ACTION ITEM. Every line below that has the string "pole" needs to be copied.

TASK MATERIAL.

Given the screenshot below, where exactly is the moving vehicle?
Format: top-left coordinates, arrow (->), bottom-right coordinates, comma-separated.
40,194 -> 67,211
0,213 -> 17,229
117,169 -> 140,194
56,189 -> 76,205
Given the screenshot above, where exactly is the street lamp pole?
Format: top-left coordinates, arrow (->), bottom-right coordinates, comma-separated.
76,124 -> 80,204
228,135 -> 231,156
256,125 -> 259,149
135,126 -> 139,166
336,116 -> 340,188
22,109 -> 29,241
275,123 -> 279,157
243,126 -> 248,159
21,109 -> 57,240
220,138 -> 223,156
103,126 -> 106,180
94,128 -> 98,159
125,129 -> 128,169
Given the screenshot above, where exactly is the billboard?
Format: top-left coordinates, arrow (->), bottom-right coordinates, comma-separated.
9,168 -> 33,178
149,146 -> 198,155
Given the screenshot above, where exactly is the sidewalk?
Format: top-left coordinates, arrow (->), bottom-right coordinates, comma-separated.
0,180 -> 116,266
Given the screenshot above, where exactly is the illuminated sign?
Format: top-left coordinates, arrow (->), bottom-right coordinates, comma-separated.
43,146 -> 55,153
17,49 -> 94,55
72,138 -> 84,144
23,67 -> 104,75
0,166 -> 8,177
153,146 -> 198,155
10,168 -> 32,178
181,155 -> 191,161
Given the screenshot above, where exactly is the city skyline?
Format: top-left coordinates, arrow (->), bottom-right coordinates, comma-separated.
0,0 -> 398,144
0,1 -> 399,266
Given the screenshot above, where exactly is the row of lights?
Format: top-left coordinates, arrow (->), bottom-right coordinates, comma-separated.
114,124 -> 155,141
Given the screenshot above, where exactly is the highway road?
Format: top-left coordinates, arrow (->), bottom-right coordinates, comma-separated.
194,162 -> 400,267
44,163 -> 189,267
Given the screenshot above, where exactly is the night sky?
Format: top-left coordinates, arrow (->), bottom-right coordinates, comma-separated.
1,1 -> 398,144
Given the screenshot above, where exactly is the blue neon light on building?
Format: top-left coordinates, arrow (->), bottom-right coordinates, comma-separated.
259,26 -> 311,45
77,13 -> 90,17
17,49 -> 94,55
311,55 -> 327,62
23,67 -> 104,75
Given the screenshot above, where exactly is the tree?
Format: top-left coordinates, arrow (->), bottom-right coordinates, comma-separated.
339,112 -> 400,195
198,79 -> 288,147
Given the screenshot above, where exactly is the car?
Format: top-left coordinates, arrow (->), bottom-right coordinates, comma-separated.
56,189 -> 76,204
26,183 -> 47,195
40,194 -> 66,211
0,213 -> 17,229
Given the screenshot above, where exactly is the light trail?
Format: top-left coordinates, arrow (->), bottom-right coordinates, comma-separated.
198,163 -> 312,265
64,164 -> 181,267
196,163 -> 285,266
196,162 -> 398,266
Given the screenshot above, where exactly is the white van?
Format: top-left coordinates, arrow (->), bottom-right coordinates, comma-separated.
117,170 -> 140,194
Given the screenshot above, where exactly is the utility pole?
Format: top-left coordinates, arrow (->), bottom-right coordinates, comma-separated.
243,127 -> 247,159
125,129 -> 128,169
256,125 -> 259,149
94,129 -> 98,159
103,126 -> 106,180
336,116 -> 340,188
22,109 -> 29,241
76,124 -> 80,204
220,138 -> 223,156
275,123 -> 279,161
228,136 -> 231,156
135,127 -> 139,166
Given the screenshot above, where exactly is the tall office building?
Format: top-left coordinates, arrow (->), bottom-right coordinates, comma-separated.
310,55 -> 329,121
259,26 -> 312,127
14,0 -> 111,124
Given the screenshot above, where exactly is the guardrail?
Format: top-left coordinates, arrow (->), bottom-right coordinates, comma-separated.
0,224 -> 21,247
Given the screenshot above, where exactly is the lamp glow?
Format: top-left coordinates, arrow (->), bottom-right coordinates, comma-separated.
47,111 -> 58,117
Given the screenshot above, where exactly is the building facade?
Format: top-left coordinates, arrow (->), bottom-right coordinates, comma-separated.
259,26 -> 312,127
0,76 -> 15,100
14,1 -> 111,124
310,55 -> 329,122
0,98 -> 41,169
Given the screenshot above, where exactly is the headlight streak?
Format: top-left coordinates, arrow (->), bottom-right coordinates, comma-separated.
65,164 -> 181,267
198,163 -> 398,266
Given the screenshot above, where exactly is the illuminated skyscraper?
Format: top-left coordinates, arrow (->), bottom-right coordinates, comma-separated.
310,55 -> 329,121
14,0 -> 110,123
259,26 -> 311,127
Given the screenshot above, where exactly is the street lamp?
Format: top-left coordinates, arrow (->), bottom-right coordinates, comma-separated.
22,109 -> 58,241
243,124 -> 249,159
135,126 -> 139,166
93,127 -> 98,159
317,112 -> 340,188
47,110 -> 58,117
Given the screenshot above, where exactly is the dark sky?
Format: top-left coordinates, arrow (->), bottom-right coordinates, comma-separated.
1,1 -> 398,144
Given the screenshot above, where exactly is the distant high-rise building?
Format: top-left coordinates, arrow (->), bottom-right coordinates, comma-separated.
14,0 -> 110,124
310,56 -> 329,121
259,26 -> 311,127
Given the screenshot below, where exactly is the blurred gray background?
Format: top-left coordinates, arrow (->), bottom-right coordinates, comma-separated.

ANSWER SECTION.
Given the screenshot above, where exactly is the street lamp pole?
Given the screenshot above, where exactly is the utility pole?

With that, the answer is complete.